## CONSIGNE 1
Dans le texte sur l'Église locale, comment l'approche adoptée au n. 18 de la partie doctrinale est-elle qualifiée ?

## EXTRAIT DU TEXTE

┄┄┄┄┄┄

Plusieurs fois, toujours dans la partie des Directives et Normes, on invite tant les religieux que les prêtres ou le peuple chrétien à vivifier soit leur conscience de l’Église locale, soit leur appréciation de la vie religieuse. C’est particulièrement clair au n. 30 où d’une part on dit que « dès le noviciat, les religieux et religieuses seront formés à une conscience et à une sollicitude plus marquée pour l’Église particulière » tandis que de l’autre on souligne que « les évêques veilleront à ce que le clergé diocésain comprenne les problèmes actuels de la vie religieuse et l’urgente nécessité missionnaire » (cf. aussi n. 37 & 47). Il y a ici une sorte de parallélisme antithétique : les religieux ont des devoirs vis-à-vis de l’Église locale, les prêtres vis-à-vis de la vie religieuse. Il y a parallélisme entre Église locale et Institut religieux ; or, si la première partie du document parle de l’Institut religieux, elle ne dit rien de l’Église locale : il n’y a plus parallélisme.
Enfin, une théologie de l’Église locale était appelée également pour situer certaines affirmations du n. 36 (cf. aussi n. 18 b), qui reprennent d’ailleurs des textes du décret conciliaire Christus Dominus, sur « l’appartenance des religieux, à un titre particulier, à la famille diocésaine » et sur « l’appartenance à un certain titre véridique des religieux prêtres au clergé du diocèse ». Il est bien évident que cette appartenance « à un titre particulier, à un certain titre véridique », ne peut être définie théologiquement et donc, dans une certaine mesure, pratiquement, en dehors d’une évaluation théologique de l’Église locale.
Sans doute est-il question de l’Église locale, dans la partie doctrinale, au n. 18 du chapitre sur évêques et religieux par rapport à la mission de l’Église. Mais l’Église locale y est présentée sous l’aspect de sa particularité culturelle et de ce que ceci requiert pour sa pastorale, tandis qu’on insiste aussi sur le devoir qu’a l’Église particulière de ne pas se cantonner dans sa particularité, mais au contraire de s’ouvrir sur l’universel. L’approche est donc ici anthropologique ou géographique. Mais il est bien évident que le « mystère » de l’Église locale ne peut être ramené exclusivement à une spécificité culturelle ; le texte le dit d’ailleurs, mais comme en passant.

┄┄┄┄┄┄

Entrées enregistrées:
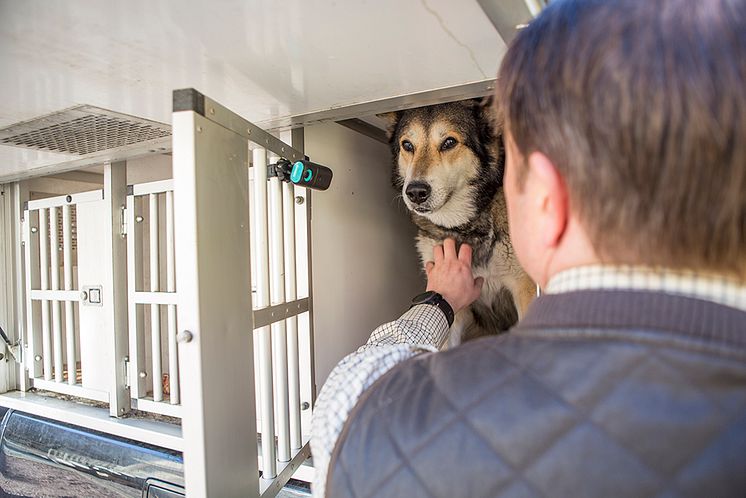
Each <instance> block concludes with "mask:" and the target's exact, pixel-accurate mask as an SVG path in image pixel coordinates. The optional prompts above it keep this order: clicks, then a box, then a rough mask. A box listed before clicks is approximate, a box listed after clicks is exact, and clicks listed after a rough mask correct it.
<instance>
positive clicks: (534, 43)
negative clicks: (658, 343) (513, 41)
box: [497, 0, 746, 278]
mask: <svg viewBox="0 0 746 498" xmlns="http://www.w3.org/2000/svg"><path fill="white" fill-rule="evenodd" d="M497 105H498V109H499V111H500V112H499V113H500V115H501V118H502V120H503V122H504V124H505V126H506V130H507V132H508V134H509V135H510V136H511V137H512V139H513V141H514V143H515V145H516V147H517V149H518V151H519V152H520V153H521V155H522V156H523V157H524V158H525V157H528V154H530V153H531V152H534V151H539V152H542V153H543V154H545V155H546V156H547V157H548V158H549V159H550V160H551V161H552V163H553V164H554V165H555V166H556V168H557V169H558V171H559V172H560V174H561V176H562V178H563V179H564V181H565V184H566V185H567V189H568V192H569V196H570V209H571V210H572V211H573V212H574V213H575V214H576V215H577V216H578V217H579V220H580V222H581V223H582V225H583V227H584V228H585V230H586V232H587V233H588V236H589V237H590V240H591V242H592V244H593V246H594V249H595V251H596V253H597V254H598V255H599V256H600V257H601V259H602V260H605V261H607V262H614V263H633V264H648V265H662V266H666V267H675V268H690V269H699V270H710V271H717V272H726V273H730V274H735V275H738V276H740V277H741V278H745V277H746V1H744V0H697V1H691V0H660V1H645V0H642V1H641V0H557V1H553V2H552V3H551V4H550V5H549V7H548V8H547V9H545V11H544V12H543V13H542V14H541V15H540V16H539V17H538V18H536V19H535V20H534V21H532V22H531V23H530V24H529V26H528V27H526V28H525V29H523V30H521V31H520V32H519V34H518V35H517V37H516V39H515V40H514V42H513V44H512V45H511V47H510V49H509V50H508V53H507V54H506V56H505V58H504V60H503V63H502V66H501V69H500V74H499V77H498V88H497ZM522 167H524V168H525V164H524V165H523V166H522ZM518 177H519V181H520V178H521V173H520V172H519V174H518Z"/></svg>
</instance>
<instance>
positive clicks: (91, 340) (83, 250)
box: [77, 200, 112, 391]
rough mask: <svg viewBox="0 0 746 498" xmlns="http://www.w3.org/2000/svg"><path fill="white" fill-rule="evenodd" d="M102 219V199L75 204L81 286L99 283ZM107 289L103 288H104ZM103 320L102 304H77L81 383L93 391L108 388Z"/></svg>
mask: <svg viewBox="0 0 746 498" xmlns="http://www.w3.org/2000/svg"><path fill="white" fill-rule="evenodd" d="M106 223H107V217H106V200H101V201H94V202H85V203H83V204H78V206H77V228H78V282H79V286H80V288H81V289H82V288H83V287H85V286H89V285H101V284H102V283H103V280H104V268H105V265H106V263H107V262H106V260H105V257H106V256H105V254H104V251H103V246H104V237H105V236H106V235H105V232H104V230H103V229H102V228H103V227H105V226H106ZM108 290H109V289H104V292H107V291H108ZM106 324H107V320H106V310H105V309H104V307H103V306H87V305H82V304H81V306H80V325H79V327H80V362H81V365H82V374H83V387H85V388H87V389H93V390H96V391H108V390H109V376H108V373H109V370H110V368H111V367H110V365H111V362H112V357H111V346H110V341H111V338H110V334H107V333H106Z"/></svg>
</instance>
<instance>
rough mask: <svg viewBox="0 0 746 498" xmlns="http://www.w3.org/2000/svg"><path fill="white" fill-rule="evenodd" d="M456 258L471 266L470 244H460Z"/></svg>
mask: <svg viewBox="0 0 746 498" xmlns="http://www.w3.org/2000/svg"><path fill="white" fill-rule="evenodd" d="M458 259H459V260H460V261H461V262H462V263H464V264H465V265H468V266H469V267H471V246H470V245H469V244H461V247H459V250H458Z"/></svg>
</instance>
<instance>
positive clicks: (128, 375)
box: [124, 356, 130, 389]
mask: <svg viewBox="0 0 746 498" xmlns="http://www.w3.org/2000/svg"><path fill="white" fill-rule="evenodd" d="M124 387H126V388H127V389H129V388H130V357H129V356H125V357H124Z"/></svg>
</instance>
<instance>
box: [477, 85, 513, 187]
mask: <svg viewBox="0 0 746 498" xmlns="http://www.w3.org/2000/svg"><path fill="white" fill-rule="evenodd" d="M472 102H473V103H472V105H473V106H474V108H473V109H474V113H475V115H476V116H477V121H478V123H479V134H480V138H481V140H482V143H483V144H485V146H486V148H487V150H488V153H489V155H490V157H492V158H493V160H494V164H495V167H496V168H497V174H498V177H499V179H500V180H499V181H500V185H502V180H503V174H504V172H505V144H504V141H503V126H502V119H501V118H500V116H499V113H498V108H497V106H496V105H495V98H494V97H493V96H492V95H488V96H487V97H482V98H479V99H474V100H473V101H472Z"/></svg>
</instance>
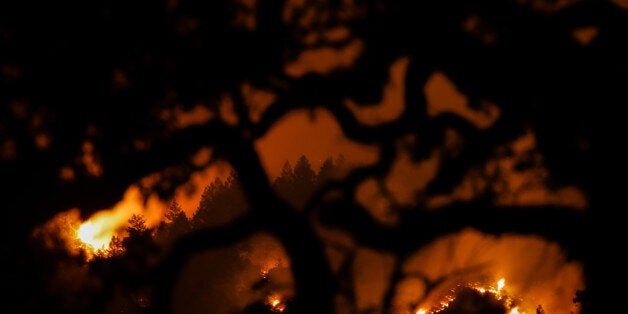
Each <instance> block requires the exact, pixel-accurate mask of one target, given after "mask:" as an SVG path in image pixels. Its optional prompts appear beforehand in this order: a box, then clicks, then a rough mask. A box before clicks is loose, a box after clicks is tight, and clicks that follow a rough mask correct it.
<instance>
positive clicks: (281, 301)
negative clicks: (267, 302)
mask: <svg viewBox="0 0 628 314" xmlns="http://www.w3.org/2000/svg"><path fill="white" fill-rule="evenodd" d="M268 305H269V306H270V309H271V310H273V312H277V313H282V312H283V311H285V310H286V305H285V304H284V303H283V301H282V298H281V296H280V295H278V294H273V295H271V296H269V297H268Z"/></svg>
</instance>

┄┄┄┄┄┄

## CONSIGNE 2
Sélectionnez chaque ligne des enregistrements qui contient la chaîne "positive", en tenant compte de la casse.

## RÉPONSE RÉDIGÉE 1
Elle est qualifiée d'anthropologique ou géographique.

## RÉPONSE RÉDIGÉE 2
positive clicks: (534, 43)
positive clicks: (91, 340) (83, 250)
positive clicks: (128, 375)
positive clicks: (281, 301)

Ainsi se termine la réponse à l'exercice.